> _Work task 1_:
Rewrite the ghost shrimp post, everything from "## MyRainbowBettaFish (May" down to "would really help.", switching "moss ball" to "java moss clump".
> _Work task 2_:
Could you proceed with the forum post about adding ghost shrimp to a betta tank, picking up after its last sentence?

> _Text block_:
☆ ☆ ☆ ☆

# Thinking about adding some Ghost Shrimp to my 10 gallon with Honeycomb...



## MyRainbowBettaFish (May 9, 2012)

Hey everybody!

I am going to Petsmart tomorrow to pick up some supplies for the 10 gal, and i thought that since i now have a moss ball that is thriving in my tank, why not try out some shrimp with Honeycomb? I was only planning on 2 or 3, just to see how he handles them(he seems pretty mellow) since he has been in that tank for almost 2 years...

Also, would the nutrients/particles on the moss ball provide an ample source of food? if not, what else would i feed them?

I have never had invertebrates, so some care and info would really help.

The tank is currently at 81-82 degrees with a TOP FIN filter, and Neptune submersible heater. I do weekly water changes of 25-30%, sometimes twice a week if he tore his fin.

How hardy are ghost shrimp? Could they hurt my betta?

I am getting Ghost shrimp because i would like my tank to be a little more "lively", but if it is bad idea, i will refrain from buying any whatsoever.

☆ ☆ ☆ ☆

Stored data entries:

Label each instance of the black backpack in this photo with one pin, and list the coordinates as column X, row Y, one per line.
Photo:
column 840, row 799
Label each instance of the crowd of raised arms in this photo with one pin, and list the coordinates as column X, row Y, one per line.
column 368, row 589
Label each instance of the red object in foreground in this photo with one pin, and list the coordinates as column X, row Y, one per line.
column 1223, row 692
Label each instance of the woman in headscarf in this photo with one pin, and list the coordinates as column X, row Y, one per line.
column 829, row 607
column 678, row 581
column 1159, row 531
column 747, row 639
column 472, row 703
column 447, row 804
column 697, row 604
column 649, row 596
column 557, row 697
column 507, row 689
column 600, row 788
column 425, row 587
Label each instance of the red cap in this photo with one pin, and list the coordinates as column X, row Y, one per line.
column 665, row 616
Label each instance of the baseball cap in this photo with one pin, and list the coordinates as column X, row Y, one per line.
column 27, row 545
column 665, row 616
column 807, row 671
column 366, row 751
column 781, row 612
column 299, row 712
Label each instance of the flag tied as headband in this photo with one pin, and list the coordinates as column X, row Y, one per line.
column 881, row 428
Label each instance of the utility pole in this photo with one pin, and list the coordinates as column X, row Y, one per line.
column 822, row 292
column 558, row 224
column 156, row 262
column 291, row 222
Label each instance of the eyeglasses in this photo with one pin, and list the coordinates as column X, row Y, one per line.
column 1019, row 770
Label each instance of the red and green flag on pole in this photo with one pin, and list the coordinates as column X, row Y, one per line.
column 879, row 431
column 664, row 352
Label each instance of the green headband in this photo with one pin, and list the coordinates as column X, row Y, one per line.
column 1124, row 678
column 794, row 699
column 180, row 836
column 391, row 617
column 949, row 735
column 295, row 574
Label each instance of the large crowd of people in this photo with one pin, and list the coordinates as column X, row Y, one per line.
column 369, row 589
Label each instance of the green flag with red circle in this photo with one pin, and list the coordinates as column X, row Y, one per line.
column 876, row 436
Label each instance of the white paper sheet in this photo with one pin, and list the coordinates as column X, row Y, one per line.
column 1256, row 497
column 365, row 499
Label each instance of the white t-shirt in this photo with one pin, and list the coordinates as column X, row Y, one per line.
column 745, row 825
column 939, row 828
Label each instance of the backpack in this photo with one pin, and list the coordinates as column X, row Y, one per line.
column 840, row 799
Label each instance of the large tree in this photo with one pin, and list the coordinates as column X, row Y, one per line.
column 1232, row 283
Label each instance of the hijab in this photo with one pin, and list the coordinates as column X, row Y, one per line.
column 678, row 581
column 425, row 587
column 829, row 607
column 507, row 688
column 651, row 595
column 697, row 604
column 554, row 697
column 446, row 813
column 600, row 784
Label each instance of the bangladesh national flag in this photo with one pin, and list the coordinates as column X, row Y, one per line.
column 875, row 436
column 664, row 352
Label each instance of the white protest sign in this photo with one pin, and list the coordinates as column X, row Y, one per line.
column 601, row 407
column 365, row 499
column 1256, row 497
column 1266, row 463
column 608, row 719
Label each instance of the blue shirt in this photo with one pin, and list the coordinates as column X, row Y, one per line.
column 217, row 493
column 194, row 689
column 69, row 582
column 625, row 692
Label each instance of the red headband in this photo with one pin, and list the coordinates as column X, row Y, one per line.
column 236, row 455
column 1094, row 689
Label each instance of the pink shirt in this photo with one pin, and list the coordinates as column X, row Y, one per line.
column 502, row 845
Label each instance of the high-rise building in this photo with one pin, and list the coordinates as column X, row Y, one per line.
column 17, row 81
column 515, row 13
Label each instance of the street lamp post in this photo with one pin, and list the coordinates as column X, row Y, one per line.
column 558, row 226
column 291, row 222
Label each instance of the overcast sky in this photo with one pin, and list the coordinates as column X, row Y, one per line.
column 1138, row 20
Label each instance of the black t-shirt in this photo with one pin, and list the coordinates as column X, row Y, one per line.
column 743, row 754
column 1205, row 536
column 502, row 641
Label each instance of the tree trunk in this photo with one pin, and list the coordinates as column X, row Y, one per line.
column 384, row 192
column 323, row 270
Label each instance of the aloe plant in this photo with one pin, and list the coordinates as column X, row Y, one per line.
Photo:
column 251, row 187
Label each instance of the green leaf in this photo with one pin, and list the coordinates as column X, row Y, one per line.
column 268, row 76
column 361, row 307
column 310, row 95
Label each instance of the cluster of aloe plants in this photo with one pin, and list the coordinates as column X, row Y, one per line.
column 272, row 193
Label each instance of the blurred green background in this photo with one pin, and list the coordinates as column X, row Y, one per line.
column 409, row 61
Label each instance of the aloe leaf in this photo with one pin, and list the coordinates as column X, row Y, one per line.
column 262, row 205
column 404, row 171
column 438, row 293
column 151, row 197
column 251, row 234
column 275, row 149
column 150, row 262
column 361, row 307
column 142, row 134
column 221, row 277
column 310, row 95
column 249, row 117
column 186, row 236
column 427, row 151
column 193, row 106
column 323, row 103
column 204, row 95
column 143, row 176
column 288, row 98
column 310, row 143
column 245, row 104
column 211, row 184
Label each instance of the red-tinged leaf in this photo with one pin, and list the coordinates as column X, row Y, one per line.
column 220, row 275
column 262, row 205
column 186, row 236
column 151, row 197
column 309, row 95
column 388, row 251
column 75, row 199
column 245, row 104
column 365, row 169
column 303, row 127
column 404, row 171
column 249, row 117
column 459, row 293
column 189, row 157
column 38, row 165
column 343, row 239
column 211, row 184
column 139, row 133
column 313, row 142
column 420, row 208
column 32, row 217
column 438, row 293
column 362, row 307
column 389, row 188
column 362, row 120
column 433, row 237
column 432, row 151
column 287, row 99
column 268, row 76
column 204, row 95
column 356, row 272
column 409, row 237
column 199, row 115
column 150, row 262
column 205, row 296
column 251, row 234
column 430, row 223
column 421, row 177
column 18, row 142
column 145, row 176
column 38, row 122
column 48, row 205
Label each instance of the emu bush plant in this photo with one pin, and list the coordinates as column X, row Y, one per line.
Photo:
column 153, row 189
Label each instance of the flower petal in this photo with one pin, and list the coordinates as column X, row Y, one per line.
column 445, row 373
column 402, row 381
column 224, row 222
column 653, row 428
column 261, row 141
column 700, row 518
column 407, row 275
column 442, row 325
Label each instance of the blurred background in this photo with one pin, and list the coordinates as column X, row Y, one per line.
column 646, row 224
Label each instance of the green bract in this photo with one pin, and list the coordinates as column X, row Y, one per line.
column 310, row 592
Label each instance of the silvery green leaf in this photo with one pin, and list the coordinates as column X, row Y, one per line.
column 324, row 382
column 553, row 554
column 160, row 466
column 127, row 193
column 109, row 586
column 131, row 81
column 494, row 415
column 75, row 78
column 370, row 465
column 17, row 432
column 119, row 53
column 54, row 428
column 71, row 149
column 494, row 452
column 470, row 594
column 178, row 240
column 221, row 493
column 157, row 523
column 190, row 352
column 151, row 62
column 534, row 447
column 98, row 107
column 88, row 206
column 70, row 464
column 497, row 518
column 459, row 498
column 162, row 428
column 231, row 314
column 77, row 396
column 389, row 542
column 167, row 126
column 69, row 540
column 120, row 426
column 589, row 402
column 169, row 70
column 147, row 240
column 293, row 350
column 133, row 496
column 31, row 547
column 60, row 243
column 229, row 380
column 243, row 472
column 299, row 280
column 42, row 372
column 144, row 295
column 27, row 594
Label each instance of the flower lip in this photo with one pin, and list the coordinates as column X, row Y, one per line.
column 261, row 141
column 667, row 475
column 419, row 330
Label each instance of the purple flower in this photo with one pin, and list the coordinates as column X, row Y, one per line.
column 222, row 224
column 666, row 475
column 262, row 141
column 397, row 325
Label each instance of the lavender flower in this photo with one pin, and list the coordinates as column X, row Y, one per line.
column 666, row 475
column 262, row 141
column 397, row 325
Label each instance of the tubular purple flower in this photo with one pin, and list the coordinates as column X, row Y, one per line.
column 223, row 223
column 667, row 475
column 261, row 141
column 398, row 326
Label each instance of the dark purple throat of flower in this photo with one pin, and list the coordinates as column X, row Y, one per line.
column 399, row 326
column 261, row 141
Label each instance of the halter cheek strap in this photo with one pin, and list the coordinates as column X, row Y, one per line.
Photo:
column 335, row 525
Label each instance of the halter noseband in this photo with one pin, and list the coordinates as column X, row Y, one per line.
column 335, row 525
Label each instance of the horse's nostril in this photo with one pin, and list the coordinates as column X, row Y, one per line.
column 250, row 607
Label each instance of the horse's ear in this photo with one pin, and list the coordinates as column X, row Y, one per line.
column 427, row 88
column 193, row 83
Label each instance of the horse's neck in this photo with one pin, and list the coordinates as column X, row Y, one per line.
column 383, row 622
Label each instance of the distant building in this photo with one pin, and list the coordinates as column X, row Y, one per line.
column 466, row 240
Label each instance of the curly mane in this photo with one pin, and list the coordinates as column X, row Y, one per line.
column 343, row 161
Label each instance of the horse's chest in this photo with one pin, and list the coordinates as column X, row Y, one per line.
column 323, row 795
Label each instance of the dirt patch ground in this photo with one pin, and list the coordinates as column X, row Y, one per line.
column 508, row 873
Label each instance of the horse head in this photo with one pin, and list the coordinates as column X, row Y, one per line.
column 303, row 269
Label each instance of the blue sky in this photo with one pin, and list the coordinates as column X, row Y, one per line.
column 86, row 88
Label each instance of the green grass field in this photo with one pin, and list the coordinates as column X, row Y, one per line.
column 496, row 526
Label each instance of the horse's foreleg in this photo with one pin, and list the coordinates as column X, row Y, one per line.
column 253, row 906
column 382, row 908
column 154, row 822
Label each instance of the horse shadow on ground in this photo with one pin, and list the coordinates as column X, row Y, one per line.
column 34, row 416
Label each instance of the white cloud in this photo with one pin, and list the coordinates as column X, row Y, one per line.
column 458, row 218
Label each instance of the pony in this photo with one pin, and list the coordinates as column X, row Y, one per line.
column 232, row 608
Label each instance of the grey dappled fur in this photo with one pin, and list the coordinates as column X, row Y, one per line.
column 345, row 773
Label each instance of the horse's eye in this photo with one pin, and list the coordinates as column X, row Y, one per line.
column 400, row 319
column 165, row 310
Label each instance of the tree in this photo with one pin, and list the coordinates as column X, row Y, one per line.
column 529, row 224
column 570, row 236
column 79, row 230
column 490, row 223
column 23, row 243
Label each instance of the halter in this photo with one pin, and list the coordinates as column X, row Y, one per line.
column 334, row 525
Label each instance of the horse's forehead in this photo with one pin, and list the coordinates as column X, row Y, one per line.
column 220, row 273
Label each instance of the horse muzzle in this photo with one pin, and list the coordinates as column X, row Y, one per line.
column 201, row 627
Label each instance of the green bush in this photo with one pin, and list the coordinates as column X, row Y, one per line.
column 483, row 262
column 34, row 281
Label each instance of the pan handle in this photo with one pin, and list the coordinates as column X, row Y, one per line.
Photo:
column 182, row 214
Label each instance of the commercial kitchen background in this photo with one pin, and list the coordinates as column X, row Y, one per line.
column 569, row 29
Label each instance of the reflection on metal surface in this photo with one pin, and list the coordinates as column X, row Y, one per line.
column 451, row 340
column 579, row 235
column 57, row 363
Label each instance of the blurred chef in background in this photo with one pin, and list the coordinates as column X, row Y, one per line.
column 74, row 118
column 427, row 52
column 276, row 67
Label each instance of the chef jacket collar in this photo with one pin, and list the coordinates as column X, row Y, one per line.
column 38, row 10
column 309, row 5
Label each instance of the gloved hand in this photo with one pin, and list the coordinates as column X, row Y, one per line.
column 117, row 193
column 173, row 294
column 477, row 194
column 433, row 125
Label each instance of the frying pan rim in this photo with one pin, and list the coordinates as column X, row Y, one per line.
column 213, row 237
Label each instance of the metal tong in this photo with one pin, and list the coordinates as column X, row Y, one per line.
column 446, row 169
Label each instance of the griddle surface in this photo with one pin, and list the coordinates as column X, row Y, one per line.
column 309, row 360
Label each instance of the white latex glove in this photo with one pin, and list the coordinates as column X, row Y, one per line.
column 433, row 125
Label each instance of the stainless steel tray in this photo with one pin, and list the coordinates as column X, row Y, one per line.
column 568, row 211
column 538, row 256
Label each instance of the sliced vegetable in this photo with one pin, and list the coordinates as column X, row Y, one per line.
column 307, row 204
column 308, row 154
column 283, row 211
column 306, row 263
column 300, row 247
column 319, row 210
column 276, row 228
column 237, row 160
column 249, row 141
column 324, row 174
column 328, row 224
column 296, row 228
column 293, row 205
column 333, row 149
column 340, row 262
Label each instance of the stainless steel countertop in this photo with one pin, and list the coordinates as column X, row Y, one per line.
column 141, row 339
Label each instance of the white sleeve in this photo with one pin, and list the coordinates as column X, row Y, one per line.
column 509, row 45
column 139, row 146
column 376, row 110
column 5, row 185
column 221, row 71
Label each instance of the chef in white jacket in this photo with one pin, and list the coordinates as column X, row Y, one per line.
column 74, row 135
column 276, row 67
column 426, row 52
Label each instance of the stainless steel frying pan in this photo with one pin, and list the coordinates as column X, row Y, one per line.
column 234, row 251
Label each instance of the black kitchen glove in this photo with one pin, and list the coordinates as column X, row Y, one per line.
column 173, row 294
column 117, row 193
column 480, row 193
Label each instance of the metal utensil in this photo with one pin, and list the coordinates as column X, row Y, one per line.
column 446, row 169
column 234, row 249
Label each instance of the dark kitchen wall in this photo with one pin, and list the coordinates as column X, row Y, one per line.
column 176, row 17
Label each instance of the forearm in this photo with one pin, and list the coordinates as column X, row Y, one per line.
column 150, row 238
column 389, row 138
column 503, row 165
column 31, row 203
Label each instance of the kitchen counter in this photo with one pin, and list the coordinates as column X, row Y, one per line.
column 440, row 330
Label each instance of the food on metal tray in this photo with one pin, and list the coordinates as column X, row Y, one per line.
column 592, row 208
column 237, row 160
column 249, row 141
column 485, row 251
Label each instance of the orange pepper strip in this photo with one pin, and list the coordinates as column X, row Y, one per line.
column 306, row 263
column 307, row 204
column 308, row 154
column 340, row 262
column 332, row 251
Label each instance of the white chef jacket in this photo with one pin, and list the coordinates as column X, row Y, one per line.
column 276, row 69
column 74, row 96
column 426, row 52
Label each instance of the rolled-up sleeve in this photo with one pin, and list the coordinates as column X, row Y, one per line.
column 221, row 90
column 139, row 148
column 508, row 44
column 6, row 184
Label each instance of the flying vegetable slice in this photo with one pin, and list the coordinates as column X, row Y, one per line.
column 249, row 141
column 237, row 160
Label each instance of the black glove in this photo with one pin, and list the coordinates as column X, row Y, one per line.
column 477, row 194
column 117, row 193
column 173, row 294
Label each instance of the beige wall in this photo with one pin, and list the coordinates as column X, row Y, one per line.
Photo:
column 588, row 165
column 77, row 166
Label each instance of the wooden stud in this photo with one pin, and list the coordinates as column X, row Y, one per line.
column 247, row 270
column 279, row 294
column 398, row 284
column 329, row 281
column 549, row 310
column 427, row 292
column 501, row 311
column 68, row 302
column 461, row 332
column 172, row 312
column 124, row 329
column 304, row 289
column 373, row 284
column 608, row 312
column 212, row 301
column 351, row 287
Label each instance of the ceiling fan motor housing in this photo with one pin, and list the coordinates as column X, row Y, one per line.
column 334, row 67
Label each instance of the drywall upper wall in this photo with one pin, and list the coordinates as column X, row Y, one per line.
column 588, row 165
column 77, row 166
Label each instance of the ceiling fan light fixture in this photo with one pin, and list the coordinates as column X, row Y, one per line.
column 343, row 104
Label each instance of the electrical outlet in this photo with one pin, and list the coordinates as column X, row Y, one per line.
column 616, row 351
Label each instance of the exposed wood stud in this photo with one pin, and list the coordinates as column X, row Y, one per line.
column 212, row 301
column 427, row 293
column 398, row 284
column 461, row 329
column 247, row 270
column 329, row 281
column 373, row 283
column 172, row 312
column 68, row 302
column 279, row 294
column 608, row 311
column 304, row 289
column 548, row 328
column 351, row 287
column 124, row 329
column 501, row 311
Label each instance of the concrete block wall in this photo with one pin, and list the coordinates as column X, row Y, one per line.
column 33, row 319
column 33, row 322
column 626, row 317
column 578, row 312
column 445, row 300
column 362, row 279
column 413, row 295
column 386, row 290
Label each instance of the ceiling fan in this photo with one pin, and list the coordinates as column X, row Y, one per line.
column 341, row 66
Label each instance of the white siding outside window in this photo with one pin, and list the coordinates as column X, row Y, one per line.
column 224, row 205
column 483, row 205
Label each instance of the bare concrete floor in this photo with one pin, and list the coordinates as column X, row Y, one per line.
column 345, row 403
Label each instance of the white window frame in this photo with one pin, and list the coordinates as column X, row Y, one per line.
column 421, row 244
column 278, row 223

☆ ☆ ☆ ☆

> _Task response 1_:
## MyRainbowBettaFish (May 9, 2012)

Hey everybody!

I am going to Petsmart tomorrow to pick up some supplies for the 10 gal, and i thought that since i now have a java moss clump that is thriving in my tank, why not try out some shrimp with Honeycomb? I was only planning on 2 or 3, just to see how he handles them(he seems pretty mellow) since he has been in that tank for almost 2 years...

Also, would the nutrients/particles on the java moss clump provide an ample source of food? if not, what else would i feed them?

I have never had invertebrates, so some care and info would really help.

> _Task response 2_:
Ghost shrimp are also the only shrimp they carry at my local Petsmart,and they don't do special orders or requests.

My biggest question:*Are Ghost shrimp hardy, will they add activity to me tank, are they good for beginners, and..CAN THEY TRANSMIT DISEASES FROM INVERTEBRATES TO FISH?*

These shrimp are really cheap, so if it dosent go well, i am not losing money.

Thanks to all of you who read this ridiculously long post, and i appreciate any suggestions or advice you can give me!:-D


----------



## ChoclateBetta (Jul 22, 2012)

They can be hard to see males are smaller than females I love shrimp as pets. An apple snail would be interesting ghost shrimp live 1-2 years they are native to eastern america and are used as live food.


----------



## MyRainbowBettaFish (May 9, 2012)

thanks, but i have had apple snails and while they are fun, they produce a lot of ammonia and i have had bad experiences with them.

Anybody else, can you help? I will be going today, so any help would be appreciated!


----------



## MyRainbowBettaFish (May 9, 2012)

Also, i forgot to mention, i have HIGH ph, along with VERY HARD water 

Sadly, my local Petco/Petsmart has not been carrying Nerite snails lately, so my only option right now are Mystery snails(they produce too much ammonia for me and i have had bad experiences associated with them) and Ghost shrimp.


Thanks everybody! I am going today anyway for supplies, so i would like any advice you can give me!


----------



## starrlamia (May 3, 2012)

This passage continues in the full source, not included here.